**Document extract**
══════════════════════════════

This past fall, Delta State celebrated its 90th birthday with a series of programs looking at its history. As part of the continued celebration, a number of student groups will come together on April 19 to repaint Delta State’s Green Mile fitness trail that works its way across campus. The project is being led by members of the Dedicated Statesmen Association, which oversaw the restoration of the Alumni Plaza clock as part of our 90th anniversary and will continue to identify and spearhead projects on campus in the coming years.

The repainting of the Green Mile will kick off at the Alumni clock next to the Student Union at 1:30 p.m. on April 19, with members of several different student groups, athletic teams and Greek organizations competing in teams. The goal is to give new life to the Green Mile, which was created in 2010 to promote overall health and wellness at the institution. The one-mile trail enables walkers and joggers to start at any set of green footprints on campus and to follow the trail of footprints until they are back at their starting point, thus completing one mile of exercise. The work of the student teams will be judged on neatness and completion, and the winners will receive trophies and prizes for their efforts. Fitness and health are important components of education at Delta State, and the university is proud that the Green Mile is available to anyone from the campus or community.

══════════════════════════════

**Supplied information**
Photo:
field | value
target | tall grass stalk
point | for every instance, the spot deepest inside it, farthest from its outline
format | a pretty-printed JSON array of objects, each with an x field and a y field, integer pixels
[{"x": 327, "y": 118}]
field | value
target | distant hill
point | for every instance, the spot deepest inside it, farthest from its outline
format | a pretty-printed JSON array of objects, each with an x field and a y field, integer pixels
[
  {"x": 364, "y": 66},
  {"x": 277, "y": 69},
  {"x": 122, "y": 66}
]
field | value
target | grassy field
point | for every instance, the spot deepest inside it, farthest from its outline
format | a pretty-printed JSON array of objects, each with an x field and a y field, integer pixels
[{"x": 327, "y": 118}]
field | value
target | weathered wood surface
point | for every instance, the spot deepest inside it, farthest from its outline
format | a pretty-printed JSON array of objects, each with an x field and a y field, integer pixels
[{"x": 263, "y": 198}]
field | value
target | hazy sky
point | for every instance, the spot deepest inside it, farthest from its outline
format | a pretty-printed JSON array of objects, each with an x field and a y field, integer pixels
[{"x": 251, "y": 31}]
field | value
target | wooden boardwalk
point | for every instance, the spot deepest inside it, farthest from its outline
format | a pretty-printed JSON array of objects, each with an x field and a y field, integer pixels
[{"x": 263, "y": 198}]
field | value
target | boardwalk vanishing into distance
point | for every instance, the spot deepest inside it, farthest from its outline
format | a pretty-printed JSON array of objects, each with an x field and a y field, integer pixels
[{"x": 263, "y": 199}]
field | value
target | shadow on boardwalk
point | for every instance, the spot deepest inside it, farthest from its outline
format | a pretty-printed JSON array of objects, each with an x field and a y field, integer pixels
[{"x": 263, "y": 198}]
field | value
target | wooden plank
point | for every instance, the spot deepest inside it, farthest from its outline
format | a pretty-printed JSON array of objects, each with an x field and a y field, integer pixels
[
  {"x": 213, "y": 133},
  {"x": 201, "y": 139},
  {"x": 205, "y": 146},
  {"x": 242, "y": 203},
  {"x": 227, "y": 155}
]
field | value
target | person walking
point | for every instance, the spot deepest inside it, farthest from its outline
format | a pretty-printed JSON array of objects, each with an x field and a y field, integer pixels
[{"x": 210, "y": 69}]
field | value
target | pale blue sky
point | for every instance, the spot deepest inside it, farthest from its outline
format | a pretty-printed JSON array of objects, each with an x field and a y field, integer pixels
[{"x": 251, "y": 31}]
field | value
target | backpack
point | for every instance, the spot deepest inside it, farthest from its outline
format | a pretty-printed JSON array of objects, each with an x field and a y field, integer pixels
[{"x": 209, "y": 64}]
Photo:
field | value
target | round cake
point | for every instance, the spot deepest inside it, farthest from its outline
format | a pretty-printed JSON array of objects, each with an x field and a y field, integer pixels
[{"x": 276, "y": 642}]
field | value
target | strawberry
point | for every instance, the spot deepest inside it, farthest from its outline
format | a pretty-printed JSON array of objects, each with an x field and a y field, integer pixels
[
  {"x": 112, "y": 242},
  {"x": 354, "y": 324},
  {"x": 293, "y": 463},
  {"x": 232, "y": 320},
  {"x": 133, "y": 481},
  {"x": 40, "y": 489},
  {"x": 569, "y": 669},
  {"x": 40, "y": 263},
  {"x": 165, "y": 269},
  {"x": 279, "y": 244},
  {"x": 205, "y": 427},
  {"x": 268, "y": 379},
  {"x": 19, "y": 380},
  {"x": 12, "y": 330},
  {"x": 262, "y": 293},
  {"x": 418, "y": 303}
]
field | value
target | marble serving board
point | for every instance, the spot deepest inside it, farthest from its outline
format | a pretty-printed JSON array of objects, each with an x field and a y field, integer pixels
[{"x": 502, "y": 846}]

══════════════════════════════

**What this task involves**
From the Green Mile text, quote the part starting at "This past fall, Delta" and ending at "the coming years.".

**Written response**
This past fall, Delta State celebrated its 90th birthday with a series of programs looking at its history. As part of the continued celebration, a number of student groups will come together on April 19 to repaint Delta State’s Green Mile fitness trail that works its way across campus. The project is being led by members of the Dedicated Statesmen Association, which oversaw the restoration of the Alumni Plaza clock as part of our 90th anniversary and will continue to identify and spearhead projects on campus in the coming years.